AIM OF THE EXERCISE: Decide whether each statement agrees with the film review, giving yes or no and quoting the words of the review that settle it. 1. The father is played by Michel Piccoli. 2. The psychopath kills the daughter. 3. Roland dies of a heart attack.

EXERCISE PASSAGE:
An impeccably shot but disturbingly off-kilter comedy-thriller, a very successful genre mash-up with the perfect amount of Ruizian surrealism (not way too much, as in The Golden Boat).

Michel Piccoli, apparently wearing some eyeliner:

In short, a father (Michel Piccoli) is scheming to have his daughter from an earlier marriage (slightly mental, confined to home, played by Ruiz regular Elsa Zylberstein) killed by allowing a murderous psychopath (Bernard Giraudeau) to be released from the asylum and led to his house – but the psychopath and the daughter fall for each other, and he ends up killing almost everyone in the movie but her. Meanwhile a couple of cops, using some kind of ridiculous logic, decide to stay away from the likely crime scene until later in the evening, at which point the father kills himself and the cops arrest the head of the asylum (Féodor Atkine of The Silence Before Bach and Sarraounia).

Below, a portrait of soon-to-be-murdered family members. From L-R:
not sure, Roland (Laurent Malet of Chabrol’s Blood Relatives and Demy’s Parking), Leone (Edith Scob, between Comedy of Innocence and Summer Hours), Luc (Jean-Baptiste Puech), Hubus (Jeunet regular Rufus, Amelie’s dad), Bernadette (Hélène Surgère of Intimate Strangers, who died last month)

The actors, especially our two leads, are amazing. Ruiz gets in some nice long takes, deep-focus shots (not as absurd as the ones in City of Pirates), some anamorphic-lens twisting (a la Comedy of Innocence), some black comic dialogue (twice when people Pointpoirot was about to kill die on their own, he responds “that wasn’t me”), ridiculous story developments (all this murder is over the inheritance of a condiment fortune) and melodramatic elements (I think the valiant, surviving house servant Treffle is the brother of asylum head Warf).

Treffle with Warf’s mustache:

Pointpoirot’s blood-sugar meter during one of my favorite scenes, a one-take cartoon shootout vs. Roland:

Livia is excited at the start of the movie because all astrological signs point to this being the biggest day in her life. In the park she chats with a guy from the easily-escapable local asylum, taking a break from a bike ride with his companions, and someone shouts at Treffle in recognition – I think that’s the setup for his being related to Warf. Piccoli’s ex-wife got the “Salsox fortune,” which the daughter will inherit, so Livia was supposed to die along with brother Luc (she actually kills Luc) – not other brother Roland (shot) or Hubus (heart attack) or Bernadette (stabbed) or Leone (hit by car).

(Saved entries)
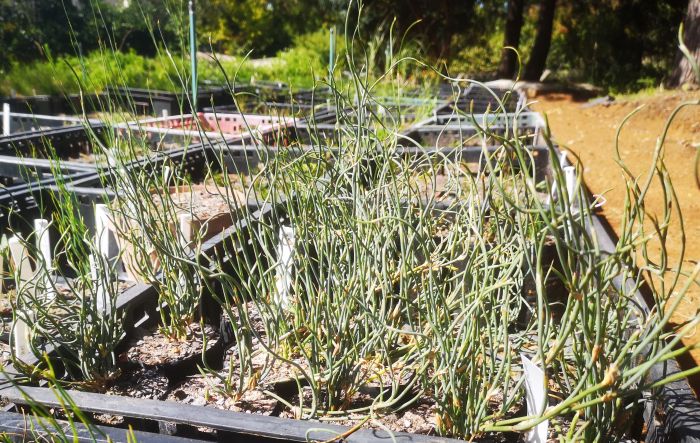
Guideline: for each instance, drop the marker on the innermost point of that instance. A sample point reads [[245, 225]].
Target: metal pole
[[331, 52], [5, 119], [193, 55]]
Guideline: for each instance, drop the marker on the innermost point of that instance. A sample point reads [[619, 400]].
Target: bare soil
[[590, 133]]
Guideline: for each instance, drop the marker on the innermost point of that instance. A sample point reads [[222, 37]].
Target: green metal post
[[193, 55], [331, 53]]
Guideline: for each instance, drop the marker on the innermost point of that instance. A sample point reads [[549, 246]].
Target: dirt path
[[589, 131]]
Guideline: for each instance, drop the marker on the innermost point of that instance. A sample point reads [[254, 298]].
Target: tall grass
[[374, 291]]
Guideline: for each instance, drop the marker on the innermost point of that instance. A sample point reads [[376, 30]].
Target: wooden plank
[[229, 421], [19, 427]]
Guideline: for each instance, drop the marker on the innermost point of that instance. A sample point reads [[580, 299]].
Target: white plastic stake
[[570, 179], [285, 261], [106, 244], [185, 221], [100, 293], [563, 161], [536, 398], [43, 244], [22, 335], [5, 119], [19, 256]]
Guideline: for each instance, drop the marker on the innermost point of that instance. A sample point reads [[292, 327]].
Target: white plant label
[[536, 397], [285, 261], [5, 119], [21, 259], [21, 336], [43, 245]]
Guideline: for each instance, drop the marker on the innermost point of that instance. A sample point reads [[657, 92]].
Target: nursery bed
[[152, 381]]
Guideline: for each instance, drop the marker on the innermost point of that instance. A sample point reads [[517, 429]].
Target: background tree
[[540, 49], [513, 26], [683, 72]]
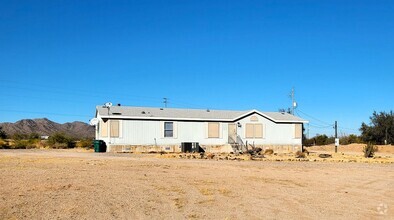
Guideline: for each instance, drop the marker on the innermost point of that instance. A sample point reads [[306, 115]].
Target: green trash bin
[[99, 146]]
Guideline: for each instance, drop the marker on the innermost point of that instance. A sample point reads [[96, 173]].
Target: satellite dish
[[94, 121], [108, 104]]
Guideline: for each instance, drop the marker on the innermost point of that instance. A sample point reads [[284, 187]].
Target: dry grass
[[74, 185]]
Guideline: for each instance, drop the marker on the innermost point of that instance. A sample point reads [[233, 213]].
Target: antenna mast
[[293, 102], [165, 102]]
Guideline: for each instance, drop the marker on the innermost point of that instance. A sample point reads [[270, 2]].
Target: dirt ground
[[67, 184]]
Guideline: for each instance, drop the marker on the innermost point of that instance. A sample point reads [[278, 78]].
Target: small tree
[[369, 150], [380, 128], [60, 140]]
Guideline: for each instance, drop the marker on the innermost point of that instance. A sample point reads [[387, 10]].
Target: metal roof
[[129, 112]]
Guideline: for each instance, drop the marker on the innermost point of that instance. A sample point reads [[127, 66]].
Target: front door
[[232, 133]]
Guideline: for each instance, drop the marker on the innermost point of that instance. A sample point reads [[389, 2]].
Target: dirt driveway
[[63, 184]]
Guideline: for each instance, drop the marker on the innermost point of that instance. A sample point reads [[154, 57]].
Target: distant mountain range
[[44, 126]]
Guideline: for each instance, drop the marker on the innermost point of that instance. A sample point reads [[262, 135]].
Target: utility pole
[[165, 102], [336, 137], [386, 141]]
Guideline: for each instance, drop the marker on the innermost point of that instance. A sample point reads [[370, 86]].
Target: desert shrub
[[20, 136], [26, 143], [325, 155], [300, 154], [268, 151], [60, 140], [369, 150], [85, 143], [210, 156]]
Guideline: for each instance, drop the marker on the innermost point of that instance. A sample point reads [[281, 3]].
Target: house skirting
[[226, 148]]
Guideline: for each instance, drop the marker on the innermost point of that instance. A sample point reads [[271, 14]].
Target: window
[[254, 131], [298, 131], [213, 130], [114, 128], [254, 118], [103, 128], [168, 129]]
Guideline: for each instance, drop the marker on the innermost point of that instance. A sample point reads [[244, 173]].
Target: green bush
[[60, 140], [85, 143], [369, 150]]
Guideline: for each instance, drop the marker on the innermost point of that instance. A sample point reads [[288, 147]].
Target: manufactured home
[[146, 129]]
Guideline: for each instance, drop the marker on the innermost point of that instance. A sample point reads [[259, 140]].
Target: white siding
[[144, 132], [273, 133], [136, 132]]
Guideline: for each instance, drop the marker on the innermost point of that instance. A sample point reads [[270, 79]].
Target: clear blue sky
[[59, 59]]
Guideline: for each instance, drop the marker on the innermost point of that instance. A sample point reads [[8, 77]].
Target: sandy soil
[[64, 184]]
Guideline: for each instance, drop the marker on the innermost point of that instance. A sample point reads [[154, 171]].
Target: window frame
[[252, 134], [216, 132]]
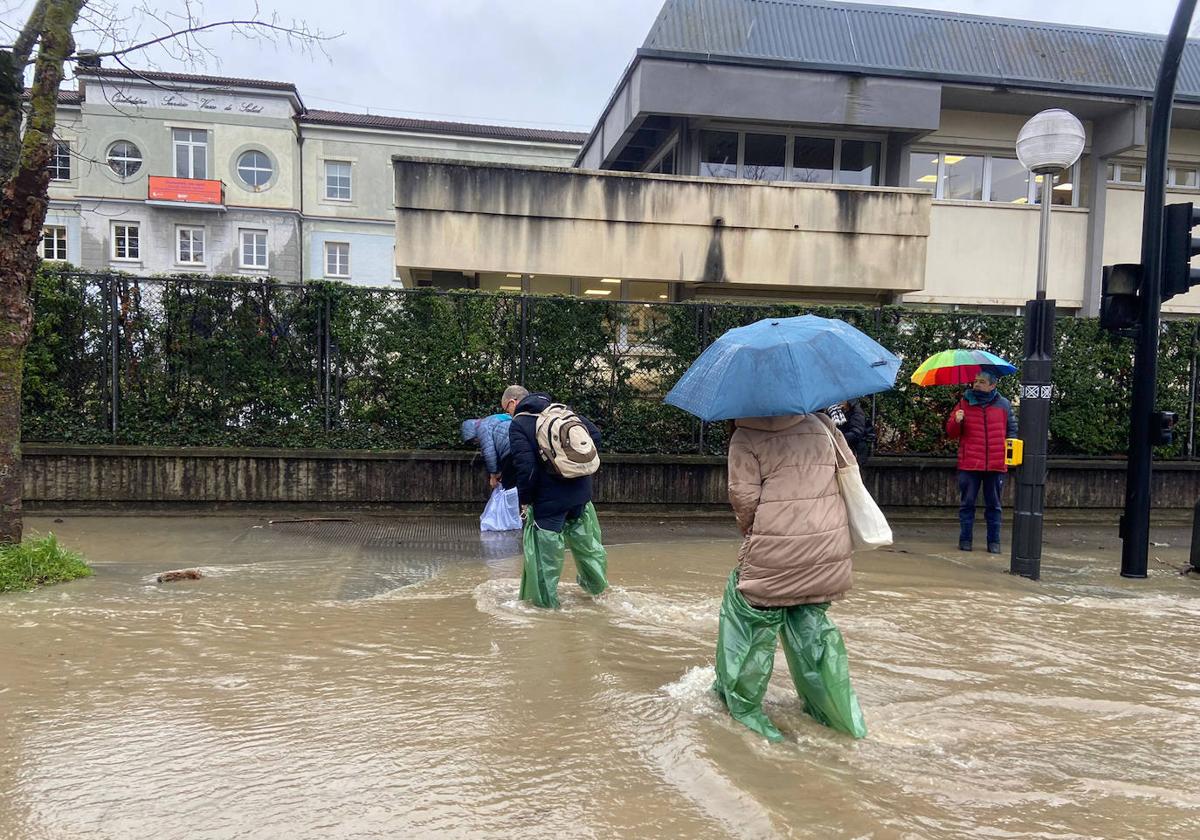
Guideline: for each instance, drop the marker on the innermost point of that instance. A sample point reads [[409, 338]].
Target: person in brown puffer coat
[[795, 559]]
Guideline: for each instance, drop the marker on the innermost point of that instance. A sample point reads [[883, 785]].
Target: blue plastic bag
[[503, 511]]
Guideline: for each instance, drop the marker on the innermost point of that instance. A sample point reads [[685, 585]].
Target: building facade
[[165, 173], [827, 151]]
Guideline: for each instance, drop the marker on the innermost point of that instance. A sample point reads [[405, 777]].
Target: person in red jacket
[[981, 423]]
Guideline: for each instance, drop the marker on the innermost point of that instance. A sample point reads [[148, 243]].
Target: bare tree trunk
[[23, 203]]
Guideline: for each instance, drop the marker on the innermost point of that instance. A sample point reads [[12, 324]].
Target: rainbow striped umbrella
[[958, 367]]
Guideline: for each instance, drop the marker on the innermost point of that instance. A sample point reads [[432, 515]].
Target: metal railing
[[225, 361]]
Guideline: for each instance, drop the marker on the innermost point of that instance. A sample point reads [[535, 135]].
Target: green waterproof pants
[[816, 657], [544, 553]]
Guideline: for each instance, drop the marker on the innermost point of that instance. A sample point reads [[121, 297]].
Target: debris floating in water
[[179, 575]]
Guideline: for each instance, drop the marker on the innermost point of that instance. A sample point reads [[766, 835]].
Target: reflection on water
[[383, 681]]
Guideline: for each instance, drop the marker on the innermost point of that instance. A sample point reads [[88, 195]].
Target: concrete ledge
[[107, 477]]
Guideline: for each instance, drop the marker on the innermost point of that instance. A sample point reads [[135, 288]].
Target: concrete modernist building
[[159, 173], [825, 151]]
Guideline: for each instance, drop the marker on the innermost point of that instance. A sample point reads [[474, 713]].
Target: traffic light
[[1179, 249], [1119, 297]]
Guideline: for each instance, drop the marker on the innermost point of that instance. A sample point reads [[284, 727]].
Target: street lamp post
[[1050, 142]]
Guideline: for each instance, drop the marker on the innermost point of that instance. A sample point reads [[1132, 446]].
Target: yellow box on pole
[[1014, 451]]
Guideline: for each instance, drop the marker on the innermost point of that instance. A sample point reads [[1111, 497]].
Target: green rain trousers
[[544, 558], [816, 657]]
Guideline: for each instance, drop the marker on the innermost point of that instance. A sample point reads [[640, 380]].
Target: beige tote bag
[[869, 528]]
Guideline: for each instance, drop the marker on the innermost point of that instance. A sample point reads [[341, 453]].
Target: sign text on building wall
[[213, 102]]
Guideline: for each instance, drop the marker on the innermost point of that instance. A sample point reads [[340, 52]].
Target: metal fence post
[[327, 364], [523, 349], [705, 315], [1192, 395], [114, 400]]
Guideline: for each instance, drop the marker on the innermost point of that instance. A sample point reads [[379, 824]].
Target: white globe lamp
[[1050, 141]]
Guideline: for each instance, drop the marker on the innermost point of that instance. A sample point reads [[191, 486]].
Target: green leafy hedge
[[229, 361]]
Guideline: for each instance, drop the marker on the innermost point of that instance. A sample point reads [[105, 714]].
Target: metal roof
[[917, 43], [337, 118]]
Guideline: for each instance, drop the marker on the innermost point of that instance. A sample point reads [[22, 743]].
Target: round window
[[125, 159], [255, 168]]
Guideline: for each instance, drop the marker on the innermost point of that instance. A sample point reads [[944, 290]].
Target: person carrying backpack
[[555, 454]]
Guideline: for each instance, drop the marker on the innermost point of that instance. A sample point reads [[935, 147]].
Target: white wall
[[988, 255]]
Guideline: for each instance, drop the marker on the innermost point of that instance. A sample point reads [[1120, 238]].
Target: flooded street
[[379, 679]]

OUTPUT FOR THIS EXERCISE:
1. Yes: "a father (Michel Piccoli)"
2. No: "he ends up killing almost everyone in the movie but her"
3. No: "Roland (shot)"